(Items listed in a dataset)

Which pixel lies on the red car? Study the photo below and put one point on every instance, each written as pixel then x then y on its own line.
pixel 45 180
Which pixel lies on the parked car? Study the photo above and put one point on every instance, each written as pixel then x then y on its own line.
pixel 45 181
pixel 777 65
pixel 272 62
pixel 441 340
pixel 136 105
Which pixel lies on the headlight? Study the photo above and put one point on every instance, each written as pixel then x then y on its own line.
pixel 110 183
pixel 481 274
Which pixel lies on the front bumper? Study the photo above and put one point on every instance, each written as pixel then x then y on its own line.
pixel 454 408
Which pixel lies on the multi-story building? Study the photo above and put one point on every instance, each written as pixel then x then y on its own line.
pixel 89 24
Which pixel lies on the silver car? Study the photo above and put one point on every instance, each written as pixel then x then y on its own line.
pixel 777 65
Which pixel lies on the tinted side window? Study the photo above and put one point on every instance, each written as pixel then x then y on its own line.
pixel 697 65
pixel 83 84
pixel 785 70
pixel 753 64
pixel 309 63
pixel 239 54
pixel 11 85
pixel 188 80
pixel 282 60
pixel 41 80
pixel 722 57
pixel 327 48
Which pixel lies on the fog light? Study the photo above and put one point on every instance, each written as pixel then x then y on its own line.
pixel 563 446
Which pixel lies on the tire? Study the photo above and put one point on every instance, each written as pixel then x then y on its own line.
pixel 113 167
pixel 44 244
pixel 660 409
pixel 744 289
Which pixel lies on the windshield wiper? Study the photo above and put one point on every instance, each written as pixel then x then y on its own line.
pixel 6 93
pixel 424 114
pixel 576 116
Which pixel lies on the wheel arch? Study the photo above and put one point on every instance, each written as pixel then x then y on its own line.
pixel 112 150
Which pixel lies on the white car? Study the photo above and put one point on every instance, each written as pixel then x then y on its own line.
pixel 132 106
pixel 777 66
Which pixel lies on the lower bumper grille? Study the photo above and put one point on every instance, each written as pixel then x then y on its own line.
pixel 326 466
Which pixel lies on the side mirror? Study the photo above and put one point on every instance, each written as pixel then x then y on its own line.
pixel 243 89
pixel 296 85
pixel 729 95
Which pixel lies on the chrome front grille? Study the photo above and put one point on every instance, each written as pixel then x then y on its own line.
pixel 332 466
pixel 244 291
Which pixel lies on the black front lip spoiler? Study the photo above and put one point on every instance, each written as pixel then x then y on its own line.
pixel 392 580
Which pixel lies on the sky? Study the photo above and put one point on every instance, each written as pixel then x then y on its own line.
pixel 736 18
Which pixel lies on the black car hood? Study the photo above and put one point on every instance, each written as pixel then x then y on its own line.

» **WORK ITEM**
Write the data out once more, exactly as it was given.

» **EXPECTED ANSWER**
Which pixel lies on the red car? Study the photo below and put one point on every instance, each written as pixel then x then y on its own line.
pixel 45 180
Which pixel lies on the parked car? Study the photo above and put one point on every instance, each written as pixel then x then y on its own line.
pixel 45 181
pixel 777 65
pixel 272 62
pixel 441 340
pixel 136 105
Which pixel lies on the headlight? Study the photo above and put one point on every instance, each written as pixel then x then y on its own line.
pixel 110 183
pixel 481 274
Which pixel lies on the front bumper? Study the photo above and put one point on every instance, each written as pixel then x then y on its own line.
pixel 454 408
Which pixel lies on the multi-story building? Study the photo above and put one point on every instance, each written as pixel then x then y on its own line.
pixel 89 24
Which pixel lies on the silver car? Study the photo above and put one point on every instance, each written as pixel then x then y on its own line.
pixel 777 65
Which pixel lies on the tinted side window? Study the photo above and put one point on every instance, each written as pixel then x then y on its own line.
pixel 697 65
pixel 83 84
pixel 785 70
pixel 753 64
pixel 309 63
pixel 239 54
pixel 11 85
pixel 188 80
pixel 282 60
pixel 41 80
pixel 722 57
pixel 327 48
Which pixel lies on the fog light? Study the photo above and put one point on every instance, each written as pixel then x then y on its own line.
pixel 563 446
Which pixel lies on the tire? Study the photo above and put one point on every instance, each written as pixel then x then y on its own line.
pixel 113 167
pixel 44 244
pixel 660 409
pixel 744 289
Which pixel lies on the windshield wiper? Study the photo above and put one point on every instance, each written as pixel then x then y on its own line.
pixel 6 93
pixel 424 114
pixel 576 116
Which pixel lies on the wheel arch? Study the photo above and put one point on every instance, each written as pixel then x then y on its own line.
pixel 112 150
Which pixel lies on the white car? Study the photo above and put one point on every instance, each written as pixel then x then y on its own line.
pixel 132 106
pixel 777 66
Which pixel lies on the lower bumper grille? Study the photo above and put one point on every instance, each written as pixel then x then y on its own line.
pixel 326 466
Which pixel lies on the side mirror? Study the photo above and put one point on every instance, each written as pixel then x then y on its own line.
pixel 243 89
pixel 296 85
pixel 729 95
Which pixel lies on the chrome front grille? Study the photo above and put one point on every instance, each written as pixel then x then y on its own line.
pixel 332 466
pixel 244 291
Which pixel lies on the black front lip spoiler? Study the photo above and put one point on every instance, each written as pixel then x then y on its own line.
pixel 392 580
Which pixel lies on the sky? Study the photo above and put one point on every instance, each written as pixel then x then y on its own line.
pixel 736 18
Which pixel lies on the black car hood? Study the photo above and put one point on every instance, each written as pixel then x then y on its own line.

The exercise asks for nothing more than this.